◆ **SEZIONE DEL DOCUMENTO**:
★ ★ ★ ★
Nella giornata mondiale per la sicurezza in rete, il 6 febbraio, dopo averne sentito parlare e letto ovunque, ci siamo resi conto che la gestione dei social ci sta scappando di mano.
In Italia i social sarebbero vietati a chi ha meno di 14 anni e consentiti a 13 anni, solo di fianco a un genitore. In Florida li hanno messi al bando per chi ha meno di 16 anni e il sindaco di New York li ritiene pericolosi al pari del fumo e delle armi.
Jannik Sinner, campione di tennis di 22 anni, ha detto: «I social non mi piacciono, non è lì la verità, ai ragazzi consiglio di stare attenti».
Mark Zuckerberg, fondatore di Facebook, al Congresso degli Stati Uniti ha chiesto scusa ai genitori dei teenagers dipendenti dai social e vittime di abusi sessuali, e suicidi. Bullizzati, offesi, umiliati, o morti per avere accettato una “challenge”.
Alessandra Amoroso, cantante in gara al Festival di Sanremo, ha dichiarato in conferenza stampa di essere stata sopraffatta dopo 15 anni di carriera, travolta da una valanga di odio e da minacce di morte quotidiane.
Uno studio della Royal Society for Public Health sui ragazzi tra i 16 e i 24 anni stabilisce una correlazione diretta tra depressione, disturbi alimentari, insonnia, ansia e percezione distorta del proprio corpo e l’uso dei social.
Secondo i dati dell’Osservatorio Bullismo e Cyberbullismo del Ministero dell’Istruzione, il 9% delle vittime da adescamento in rete ha meno di 10 anni ed un adolescente su cinque è stato vittima di bullismo, ma meno del 3% dei giovani lo denuncia o ne parla con un adulto. Con i social, il bullismo di gruppo viene fotografato e documentato, diventando cyberbullismo e raggiungendo non solo chi fa parte della tua classe, scuola, quartiere, ma città, regione, nazione e oltre.
★ ★ ★ ★
◆ **PROBLEMI E COMPITI**:
A. Restituisci il brano del testo sull'uso dei social che va da "Jannik Sinner, campione" fino a "di morte quotidiane.".
B. Secondo il testo sull'uso dei social, quale percentuale di giovani denuncia il bullismo o ne parla con un adulto?

◆ **VOCI FORNITE**:
★ ★ ★ ★
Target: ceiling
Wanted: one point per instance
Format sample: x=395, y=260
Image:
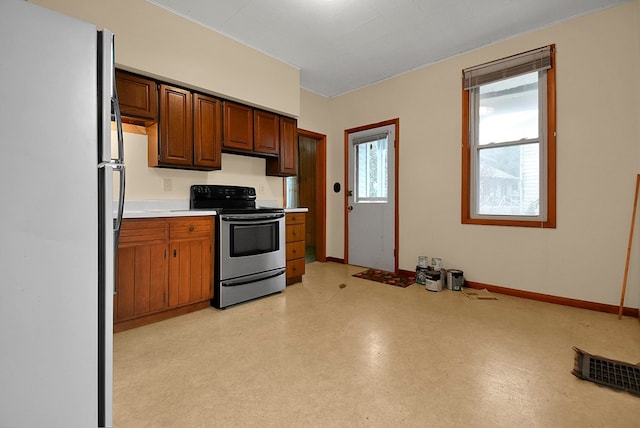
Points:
x=343, y=45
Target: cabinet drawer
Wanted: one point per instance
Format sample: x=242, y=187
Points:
x=191, y=227
x=295, y=268
x=297, y=218
x=295, y=232
x=295, y=250
x=143, y=230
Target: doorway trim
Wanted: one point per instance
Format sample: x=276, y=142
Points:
x=396, y=148
x=320, y=191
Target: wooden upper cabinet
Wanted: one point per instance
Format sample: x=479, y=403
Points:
x=189, y=131
x=207, y=130
x=142, y=277
x=138, y=96
x=286, y=164
x=238, y=127
x=176, y=126
x=266, y=132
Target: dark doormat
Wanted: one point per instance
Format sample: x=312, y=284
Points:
x=603, y=371
x=400, y=279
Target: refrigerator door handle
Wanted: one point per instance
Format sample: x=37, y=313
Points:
x=115, y=105
x=117, y=222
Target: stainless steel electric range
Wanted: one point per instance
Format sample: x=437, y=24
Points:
x=250, y=260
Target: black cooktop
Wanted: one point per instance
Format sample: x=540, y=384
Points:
x=227, y=199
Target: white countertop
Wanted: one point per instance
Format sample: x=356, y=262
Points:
x=161, y=208
x=166, y=213
x=176, y=208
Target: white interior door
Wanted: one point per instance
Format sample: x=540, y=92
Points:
x=371, y=198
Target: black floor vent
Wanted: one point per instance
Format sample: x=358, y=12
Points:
x=603, y=371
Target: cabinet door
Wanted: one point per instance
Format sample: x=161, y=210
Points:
x=266, y=132
x=191, y=264
x=207, y=129
x=286, y=164
x=238, y=127
x=138, y=96
x=141, y=277
x=190, y=272
x=141, y=280
x=176, y=127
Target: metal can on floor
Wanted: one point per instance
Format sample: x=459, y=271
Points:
x=455, y=279
x=433, y=280
x=421, y=275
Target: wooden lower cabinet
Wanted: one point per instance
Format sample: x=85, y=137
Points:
x=191, y=265
x=295, y=247
x=164, y=269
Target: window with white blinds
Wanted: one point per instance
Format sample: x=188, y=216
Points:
x=509, y=141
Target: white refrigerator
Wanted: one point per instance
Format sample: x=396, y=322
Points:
x=58, y=218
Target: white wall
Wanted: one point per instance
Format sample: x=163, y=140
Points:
x=598, y=92
x=157, y=43
x=598, y=77
x=598, y=81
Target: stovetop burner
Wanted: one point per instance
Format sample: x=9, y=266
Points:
x=227, y=199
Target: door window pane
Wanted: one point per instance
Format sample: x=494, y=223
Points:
x=371, y=171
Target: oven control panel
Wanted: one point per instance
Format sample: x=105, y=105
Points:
x=218, y=192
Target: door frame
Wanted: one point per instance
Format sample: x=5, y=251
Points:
x=396, y=149
x=320, y=191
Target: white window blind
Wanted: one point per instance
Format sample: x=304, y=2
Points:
x=526, y=62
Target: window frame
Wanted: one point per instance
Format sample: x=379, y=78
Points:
x=547, y=173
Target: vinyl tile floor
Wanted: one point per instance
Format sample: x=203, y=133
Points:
x=339, y=351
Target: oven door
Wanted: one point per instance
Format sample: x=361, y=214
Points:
x=251, y=243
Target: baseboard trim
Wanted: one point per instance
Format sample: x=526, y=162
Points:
x=565, y=301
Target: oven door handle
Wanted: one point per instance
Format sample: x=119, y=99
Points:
x=251, y=217
x=253, y=278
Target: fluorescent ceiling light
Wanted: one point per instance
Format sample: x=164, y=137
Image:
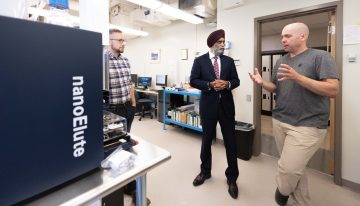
★ ★ ★ ★
◆ **RISPOSTE**:
A.
Jannik Sinner, campione di tennis di 22 anni, ha detto: «I social non mi piacciono, non è lì la verità, ai ragazzi consiglio di stare attenti».
Mark Zuckerberg, fondatore di Facebook, al Congresso degli Stati Uniti ha chiesto scusa ai genitori dei teenagers dipendenti dai social e vittime di abusi sessuali, e suicidi. Bullizzati, offesi, umiliati, o morti per avere accettato una “challenge”.
Alessandra Amoroso, cantante in gara al Festival di Sanremo, ha dichiarato in conferenza stampa di essere stata sopraffatta dopo 15 anni di carriera, travolta da una valanga di odio e da minacce di morte quotidiane.

B. Meno del 3%.